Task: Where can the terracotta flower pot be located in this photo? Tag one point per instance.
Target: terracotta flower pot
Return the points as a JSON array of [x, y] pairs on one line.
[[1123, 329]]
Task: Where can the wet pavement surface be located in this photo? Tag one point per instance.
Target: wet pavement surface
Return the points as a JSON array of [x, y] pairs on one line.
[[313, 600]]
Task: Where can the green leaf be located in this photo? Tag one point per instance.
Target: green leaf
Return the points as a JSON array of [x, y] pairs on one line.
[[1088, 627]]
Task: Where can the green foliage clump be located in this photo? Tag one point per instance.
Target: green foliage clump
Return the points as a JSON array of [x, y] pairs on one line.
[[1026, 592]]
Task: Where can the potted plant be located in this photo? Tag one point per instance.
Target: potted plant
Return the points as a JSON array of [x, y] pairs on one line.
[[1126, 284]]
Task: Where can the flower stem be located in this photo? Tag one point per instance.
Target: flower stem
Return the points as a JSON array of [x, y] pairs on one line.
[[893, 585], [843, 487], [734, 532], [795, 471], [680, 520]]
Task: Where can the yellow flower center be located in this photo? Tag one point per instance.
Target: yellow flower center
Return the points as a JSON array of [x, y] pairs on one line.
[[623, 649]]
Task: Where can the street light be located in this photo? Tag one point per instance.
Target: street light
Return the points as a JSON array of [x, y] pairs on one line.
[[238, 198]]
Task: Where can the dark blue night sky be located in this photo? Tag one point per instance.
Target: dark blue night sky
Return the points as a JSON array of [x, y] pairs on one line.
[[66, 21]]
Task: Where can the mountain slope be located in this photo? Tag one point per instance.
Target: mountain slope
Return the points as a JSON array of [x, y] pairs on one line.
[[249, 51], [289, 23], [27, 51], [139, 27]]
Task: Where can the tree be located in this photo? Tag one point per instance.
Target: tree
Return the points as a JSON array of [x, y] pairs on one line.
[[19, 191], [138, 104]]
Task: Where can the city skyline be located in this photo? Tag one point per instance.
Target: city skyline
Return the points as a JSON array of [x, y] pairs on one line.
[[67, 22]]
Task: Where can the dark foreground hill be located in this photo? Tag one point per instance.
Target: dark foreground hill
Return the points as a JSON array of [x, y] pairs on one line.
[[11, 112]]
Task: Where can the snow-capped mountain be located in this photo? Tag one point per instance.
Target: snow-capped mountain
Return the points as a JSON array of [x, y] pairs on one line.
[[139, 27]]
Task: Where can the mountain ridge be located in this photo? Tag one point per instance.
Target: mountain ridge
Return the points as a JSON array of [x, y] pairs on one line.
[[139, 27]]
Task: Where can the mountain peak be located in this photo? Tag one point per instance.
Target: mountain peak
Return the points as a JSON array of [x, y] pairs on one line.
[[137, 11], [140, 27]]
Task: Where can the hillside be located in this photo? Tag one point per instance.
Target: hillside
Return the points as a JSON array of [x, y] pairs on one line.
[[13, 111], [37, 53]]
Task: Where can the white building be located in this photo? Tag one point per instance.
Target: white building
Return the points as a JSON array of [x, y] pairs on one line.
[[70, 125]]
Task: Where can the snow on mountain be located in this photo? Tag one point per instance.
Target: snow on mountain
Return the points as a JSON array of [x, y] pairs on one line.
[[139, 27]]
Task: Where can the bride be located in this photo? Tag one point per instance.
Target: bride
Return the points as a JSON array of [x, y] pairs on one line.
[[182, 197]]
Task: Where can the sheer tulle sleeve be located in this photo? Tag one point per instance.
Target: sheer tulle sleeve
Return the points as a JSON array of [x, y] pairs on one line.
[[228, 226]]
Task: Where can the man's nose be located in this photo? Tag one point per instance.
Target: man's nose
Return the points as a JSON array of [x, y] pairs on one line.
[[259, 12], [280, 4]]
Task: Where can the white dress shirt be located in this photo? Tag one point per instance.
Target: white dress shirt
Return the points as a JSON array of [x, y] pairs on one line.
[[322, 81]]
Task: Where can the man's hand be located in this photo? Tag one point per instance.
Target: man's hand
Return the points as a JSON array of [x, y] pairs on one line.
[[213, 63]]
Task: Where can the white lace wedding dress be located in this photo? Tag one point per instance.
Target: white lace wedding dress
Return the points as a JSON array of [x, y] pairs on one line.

····················

Convert the stretch of the listing above, from its start through the line containing "[[1123, 329]]", into a JSON list of strings with one string per line and blank lines omitted.

_ANSWER TO THIS TASK_.
[
  "Task: Where can the terracotta flower pot be located in this photo? Tag one point per instance.",
  "Target: terracotta flower pot",
  "Return the points as a JSON array of [x, y] pairs on one line.",
  "[[1123, 329]]"
]